--- Extrait proposé ---
--*--

Perception des risques

En 2021, en France métropolitaine, parmi les adultes ayant consommé de l’alcool au cours des sept derniers jours, 83,8 % déclaraient que, pour limiter les risques pour sa santé, le nombre maximum de verres d’alcool à ne pas dépasser sur une journée était inférieur ou égal à 2 verres (76,8 % en 2020). De plus, 86,2 % des 18-75 ans ayant consommé de l’alcool au cours des sept derniers jours déclaraient que, sans prendre trop de risque pour sa santé, il est possible de boire de l’alcool entre 0 et 5 jours par semaine (83,2% en 2020). Au global, en 2021, 73,3 % des 18-75 ans ayant consommé de l’alcool au cours des sept derniers jours donnaient des seuils à la fois inférieurs ou égaux à deux verres par jour et entre 0 et 5 jours par semaine (65,6 % en  2020). Par ailleurs, 88 % des 18-75 ans se déclaraient tout à fait ou plutôt d’accord avec l’affirmation « la consommation de boissons alcoolisées peut augmenter le risque de cancer » (84 % en  2020). Enfin, 19 % des adultes ayant consommé de l’alcool lors des sept derniers jours déclaraient avoir envie de réduire leur consommation (14 % des adultes ne dépassant pas les repères et 25% de ceux les dépassant, différence significative).

Conclusions

La baisse entre 2020 et  2021 de la proportion de personnes adultes dépassant les repères de consommation d’alcool à moindre risque est un « signal encourageant ». Pour les auteurs et autrices, il « reste nécessaire de continuer à informer sur les risques de la consommation d’alcool, même à faibles doses, et à faire connaître les repères, sachant qu’environ un quart des Français-es considèrent que globalement, boire un peu de vin diminue le risque de cancer, plutôt que de ne pas en boire du tout ». Ils-elles recommandent la « poursuite des campagnes médiatiques d’information et de marketing social », mais aussi par « la mobilisation de nouveaux vecteurs comme l’apposition de messages sanitaires sur les contenants des boissons alcoolisées » ; cette mesure est en discussion au niveau européen. Autre piste : agir sur les prix. Les études le démontrent : cela fait partie des « mesures les plus prometteuses pour réduire la consommation d’alcool et  la  morbi-mortalité associée ».

--*--

--- Données fournies ---

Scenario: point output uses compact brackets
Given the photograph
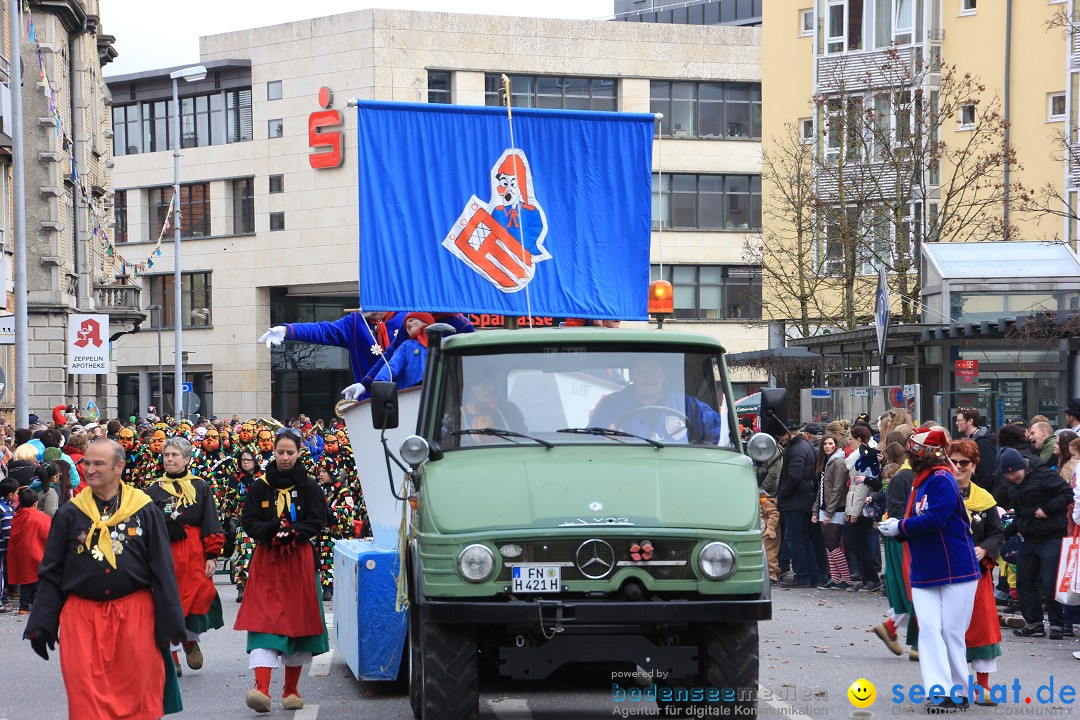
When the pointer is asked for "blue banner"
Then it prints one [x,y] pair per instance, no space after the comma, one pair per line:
[454,217]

--*--

--- Consignes ---
- 1) Dans l'extrait sur la consommation d'alcool, reformulez sous forme de liste le paragraphe commençant par « En 2021, en France métropolitaine ». Conservez-en les principaux chiffres.
- 2) Reprenez l'extrait sur la consommation d'alcool après sa dernière phrase et poursuivez-le.

--- Corrigé ---
- 1)
En 2021, en France métropolitaine :
- Seuil journalier : 83,8 % des adultes ayant bu de l'alcool au cours des sept derniers jours fixaient à 2 verres ou moins le maximum quotidien pour limiter les risques (76,8 % en 2020).
- Fréquence : 86,2 % des 18-75 ans ayant bu au cours des sept derniers jours jugeaient possible de boire entre 0 et 5 jours par semaine sans trop de risque (83,2 % en 2020).
- Les deux seuils à la fois : 73,3 % des 18-75 ans ayant bu au cours des sept derniers jours donnaient ces deux seuils (65,6 % en 2020).
- Risque de cancer : 88 % des 18-75 ans étaient tout à fait ou plutôt d'accord pour dire que l'alcool peut augmenter ce risque (84 % en 2020).
- Envie de réduire : 19 % des adultes ayant bu au cours des sept derniers jours souhaitaient réduire leur consommation. Cette part était de 14 % chez ceux qui respectaient les repères et de 25 % chez ceux qui les dépassaient, une différence significative.

- 2)
Cette étude a été conduite par Raphaël Andler, Guillemette Quatremère, Arnaud Gautier, Viêt Nguyen-Thanh Viêt, François Beck. Source : Bulletin épidémiologique hebdomadaire, 2023, n°. 11, p. 178-186.

 

Repères de consommation à moindre risque
En 2017, un groupe d’experts-es mandaté par SpF et l’Institut national du cancer (INCa) a émis un avis présentant des repères de consommation d’alcool visant à en limiter les risques pour la santé. Ces repères ont été établis sur la base de l’analyse de la littérature scientifique, de modélisations du risque de mortalité attribuable à l’alcool pour la population française, et d’une étude qualitative ad hoc. Ils sont énoncés de la façon suivante : « Si vous consommez de l’alcool, il est recommandé pour limiter les risques pour votre santé au cours de votre vie : de ne pas consommer plus de dix verres standard par semaine et pas plus de deux verres standard par jour ; d’avoir des jours dans la semaine sans consommation. »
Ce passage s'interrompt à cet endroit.